| The task |
Transcribe exactly the entries from the "Task: indicate one point per instance of the house" line to the end, both included, minus pictures.

——

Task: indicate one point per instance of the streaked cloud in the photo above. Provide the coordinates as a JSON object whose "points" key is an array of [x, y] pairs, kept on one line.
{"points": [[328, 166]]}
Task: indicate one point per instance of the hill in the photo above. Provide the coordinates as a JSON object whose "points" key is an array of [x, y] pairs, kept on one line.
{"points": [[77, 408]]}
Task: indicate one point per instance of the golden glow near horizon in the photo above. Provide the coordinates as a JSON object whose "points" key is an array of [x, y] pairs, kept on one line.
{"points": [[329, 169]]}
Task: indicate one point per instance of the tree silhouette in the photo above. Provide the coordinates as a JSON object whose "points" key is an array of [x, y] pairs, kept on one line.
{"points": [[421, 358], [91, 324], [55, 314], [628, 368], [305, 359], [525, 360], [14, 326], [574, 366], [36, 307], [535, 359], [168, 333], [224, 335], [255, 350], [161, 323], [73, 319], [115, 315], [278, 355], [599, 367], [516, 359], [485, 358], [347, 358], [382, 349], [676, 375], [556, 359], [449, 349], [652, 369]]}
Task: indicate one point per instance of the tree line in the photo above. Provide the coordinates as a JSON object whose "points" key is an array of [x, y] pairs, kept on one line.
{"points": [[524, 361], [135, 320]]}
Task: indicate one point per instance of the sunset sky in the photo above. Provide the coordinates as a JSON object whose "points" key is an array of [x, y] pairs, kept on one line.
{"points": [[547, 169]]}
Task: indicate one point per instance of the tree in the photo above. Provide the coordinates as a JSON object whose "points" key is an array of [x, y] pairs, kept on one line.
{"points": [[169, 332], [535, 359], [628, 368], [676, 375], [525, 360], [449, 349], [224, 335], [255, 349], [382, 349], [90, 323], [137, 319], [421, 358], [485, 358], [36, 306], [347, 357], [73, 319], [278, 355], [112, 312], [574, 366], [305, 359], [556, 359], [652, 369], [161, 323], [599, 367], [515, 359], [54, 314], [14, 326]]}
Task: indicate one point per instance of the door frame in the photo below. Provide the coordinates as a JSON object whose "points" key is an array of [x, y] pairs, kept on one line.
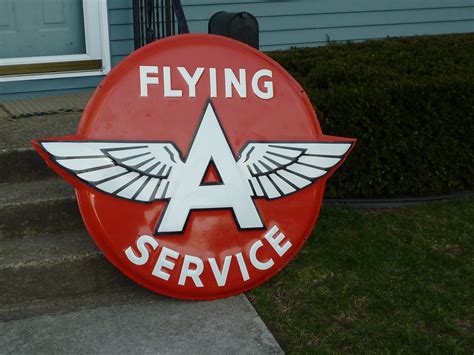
{"points": [[96, 30]]}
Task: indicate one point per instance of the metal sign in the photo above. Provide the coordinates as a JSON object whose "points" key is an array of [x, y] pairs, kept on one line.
{"points": [[199, 166]]}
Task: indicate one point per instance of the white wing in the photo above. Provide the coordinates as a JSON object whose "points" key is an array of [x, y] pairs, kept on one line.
{"points": [[135, 171], [280, 168]]}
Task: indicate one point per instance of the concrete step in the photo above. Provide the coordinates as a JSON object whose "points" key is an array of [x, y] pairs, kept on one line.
{"points": [[156, 325], [67, 264], [18, 159], [47, 205]]}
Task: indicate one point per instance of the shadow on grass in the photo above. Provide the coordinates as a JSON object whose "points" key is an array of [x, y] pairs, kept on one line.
{"points": [[397, 280]]}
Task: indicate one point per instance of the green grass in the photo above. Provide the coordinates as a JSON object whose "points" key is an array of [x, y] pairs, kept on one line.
{"points": [[390, 281]]}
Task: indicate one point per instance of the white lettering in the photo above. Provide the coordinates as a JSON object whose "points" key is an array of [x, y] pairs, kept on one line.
{"points": [[141, 246], [220, 276], [213, 82], [242, 266], [231, 80], [187, 191], [253, 257], [265, 95], [145, 79], [162, 262], [186, 271], [191, 80], [168, 90]]}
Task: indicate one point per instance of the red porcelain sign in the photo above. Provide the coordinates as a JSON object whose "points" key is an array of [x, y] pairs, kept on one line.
{"points": [[199, 166]]}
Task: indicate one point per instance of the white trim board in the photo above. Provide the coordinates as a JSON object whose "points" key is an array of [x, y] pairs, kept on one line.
{"points": [[96, 28]]}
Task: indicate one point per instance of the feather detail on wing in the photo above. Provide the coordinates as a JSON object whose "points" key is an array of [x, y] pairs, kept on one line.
{"points": [[278, 169], [135, 171]]}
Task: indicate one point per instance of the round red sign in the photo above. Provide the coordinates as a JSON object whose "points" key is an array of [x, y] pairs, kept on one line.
{"points": [[199, 166]]}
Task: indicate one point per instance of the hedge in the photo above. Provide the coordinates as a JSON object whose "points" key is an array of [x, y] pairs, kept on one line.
{"points": [[408, 101]]}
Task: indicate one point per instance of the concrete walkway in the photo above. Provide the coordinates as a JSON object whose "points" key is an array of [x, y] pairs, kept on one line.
{"points": [[161, 326]]}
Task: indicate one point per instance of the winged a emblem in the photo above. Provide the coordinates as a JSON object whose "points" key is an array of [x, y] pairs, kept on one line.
{"points": [[141, 171], [153, 171]]}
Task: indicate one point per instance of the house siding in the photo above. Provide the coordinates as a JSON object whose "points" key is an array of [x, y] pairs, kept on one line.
{"points": [[283, 24]]}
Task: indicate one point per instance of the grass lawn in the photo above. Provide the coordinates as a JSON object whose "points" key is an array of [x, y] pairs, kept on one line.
{"points": [[397, 280]]}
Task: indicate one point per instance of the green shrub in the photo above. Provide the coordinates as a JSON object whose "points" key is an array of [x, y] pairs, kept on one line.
{"points": [[410, 104]]}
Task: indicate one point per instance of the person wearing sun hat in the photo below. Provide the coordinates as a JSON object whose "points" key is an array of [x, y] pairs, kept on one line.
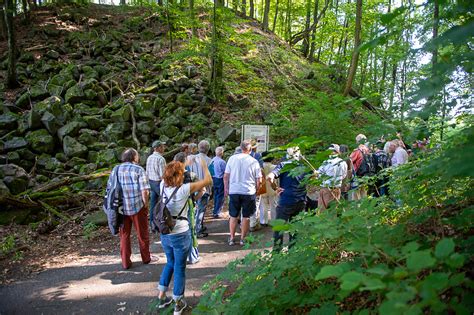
{"points": [[155, 168], [332, 172]]}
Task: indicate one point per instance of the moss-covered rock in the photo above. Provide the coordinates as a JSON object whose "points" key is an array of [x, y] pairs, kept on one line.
{"points": [[73, 148], [9, 121], [123, 114], [94, 122], [41, 141], [15, 143], [74, 94], [50, 122], [71, 129], [146, 127]]}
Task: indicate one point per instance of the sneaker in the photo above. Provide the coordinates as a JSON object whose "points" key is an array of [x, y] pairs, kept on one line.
{"points": [[179, 306], [165, 302]]}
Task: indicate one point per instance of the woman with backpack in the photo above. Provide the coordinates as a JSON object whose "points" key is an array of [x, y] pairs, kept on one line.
{"points": [[177, 243]]}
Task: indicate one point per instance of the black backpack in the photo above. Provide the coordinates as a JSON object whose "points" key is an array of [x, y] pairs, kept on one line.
{"points": [[163, 222], [381, 161], [367, 167]]}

——

| Exercise response |
Task: indicate one point per instance of the house siding in the photo above. Provide the coordinates as a JSON object whose "points" key is an array of [x, y] pairs, kept on one line.
{"points": [[283, 24]]}
Task: indicate one point per instance of the grass lawn in the photo above. Provide the coordinates as a JSON object whose "points" key is an array of [x, y] pairs, kept on one line.
{"points": [[397, 280]]}
Task: indicate one point per instance of the green shrub in the photo above. Provide the coordinates as a JSON object whose "points" key is an array of [x, y] pairs, kept on one line.
{"points": [[410, 104]]}
Task: indicate one point per instance of the person wearing sun hat in the photo below. Provide the coordinates as a JSON object whose "points" key is an array of [x, y] pairs, kept on one line.
{"points": [[155, 168], [332, 172]]}
Task: indicate one point per instance of the moss-covered rock in the photo above. Provide the coordinates as a JSON object whose "points" key is an array of [x, y] pairs, kept on one line.
{"points": [[73, 148], [9, 121], [123, 114], [94, 122], [41, 141], [15, 143], [74, 94], [50, 122], [71, 129], [146, 127]]}
Task: indicate one point per instance of the sneaker in the photo above. Provide the coordinates as a JSON object whose "points" key is an array of [x, y] pairs, kept on one line.
{"points": [[179, 306], [165, 302]]}
Task: indicate one point per instance of the woman with backpack in the photo above. Provide the coordinates as a JSON object whose "points" key is an array of [x, y] pairs, kept on one line.
{"points": [[177, 243]]}
Task: indicate one point per instance of the black backpack in the photo above. Provide the coordinates as a JSON object whose "points" key is an array of [x, y] pairs, kept on one line.
{"points": [[163, 222], [381, 161], [367, 167]]}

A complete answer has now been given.